+++ MATERIAL PROVIDED
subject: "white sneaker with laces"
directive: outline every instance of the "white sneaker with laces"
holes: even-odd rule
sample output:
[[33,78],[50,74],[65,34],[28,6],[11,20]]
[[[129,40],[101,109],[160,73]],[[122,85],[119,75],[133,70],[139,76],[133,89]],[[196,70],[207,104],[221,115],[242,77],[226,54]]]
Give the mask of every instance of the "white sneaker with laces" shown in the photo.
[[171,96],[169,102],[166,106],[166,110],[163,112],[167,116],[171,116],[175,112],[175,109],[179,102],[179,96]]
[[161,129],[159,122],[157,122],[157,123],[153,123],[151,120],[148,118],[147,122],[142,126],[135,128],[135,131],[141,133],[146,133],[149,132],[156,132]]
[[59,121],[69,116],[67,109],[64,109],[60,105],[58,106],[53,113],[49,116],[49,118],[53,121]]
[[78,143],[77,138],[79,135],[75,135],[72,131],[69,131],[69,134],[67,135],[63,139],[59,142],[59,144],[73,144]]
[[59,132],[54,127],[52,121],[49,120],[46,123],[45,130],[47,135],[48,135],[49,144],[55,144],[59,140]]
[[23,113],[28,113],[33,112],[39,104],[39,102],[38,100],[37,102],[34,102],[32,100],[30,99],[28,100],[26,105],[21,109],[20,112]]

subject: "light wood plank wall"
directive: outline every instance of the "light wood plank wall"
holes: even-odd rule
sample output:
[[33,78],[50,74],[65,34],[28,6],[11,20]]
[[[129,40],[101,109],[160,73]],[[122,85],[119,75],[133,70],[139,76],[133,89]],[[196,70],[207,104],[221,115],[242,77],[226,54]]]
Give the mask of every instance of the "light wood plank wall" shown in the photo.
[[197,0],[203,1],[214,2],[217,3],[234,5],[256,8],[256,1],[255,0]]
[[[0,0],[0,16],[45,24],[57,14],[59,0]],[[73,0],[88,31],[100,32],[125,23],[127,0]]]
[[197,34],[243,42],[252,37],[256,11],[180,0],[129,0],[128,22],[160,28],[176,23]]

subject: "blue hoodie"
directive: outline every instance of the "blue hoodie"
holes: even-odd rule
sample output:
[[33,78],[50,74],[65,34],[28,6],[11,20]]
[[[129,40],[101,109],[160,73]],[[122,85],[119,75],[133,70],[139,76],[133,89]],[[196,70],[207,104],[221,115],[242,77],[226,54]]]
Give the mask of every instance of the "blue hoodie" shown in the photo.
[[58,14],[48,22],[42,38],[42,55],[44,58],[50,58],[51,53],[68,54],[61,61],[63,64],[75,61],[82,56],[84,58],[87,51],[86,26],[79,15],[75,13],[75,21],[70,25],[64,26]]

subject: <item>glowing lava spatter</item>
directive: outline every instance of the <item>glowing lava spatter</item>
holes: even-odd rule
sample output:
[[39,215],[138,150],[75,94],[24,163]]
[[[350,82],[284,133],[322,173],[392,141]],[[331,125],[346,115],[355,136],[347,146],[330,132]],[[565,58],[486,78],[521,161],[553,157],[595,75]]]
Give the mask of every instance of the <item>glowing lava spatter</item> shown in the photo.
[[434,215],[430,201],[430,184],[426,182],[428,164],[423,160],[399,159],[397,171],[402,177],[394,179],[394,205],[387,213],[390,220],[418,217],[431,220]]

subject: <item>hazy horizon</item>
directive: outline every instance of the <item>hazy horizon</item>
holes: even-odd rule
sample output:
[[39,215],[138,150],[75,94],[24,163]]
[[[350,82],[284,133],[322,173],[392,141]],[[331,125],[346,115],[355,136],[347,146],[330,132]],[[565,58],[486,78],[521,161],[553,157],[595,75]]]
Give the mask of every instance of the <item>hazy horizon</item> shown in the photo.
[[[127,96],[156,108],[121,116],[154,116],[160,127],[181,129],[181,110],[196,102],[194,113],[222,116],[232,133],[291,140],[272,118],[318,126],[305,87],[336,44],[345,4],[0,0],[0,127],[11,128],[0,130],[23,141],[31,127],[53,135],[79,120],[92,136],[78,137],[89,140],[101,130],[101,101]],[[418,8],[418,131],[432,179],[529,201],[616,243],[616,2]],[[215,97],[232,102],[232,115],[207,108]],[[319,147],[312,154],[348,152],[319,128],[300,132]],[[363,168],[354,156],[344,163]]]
++++++
DO THIS: Pull out every line above that contains the string "shown".

EXPECTED OUTPUT:
Give the mask of every instance of the "white sneaker with laces" shown in the photo.
Give the mask of every instance of the "light wood plank wall" shown in the photo.
Give the mask of every instance of the "blue hoodie" shown in the photo.
Give the mask of every instance of the <item>glowing lava spatter</item> shown in the photo.
Give the mask of every instance of the <item>hazy horizon</item> shown in the photo.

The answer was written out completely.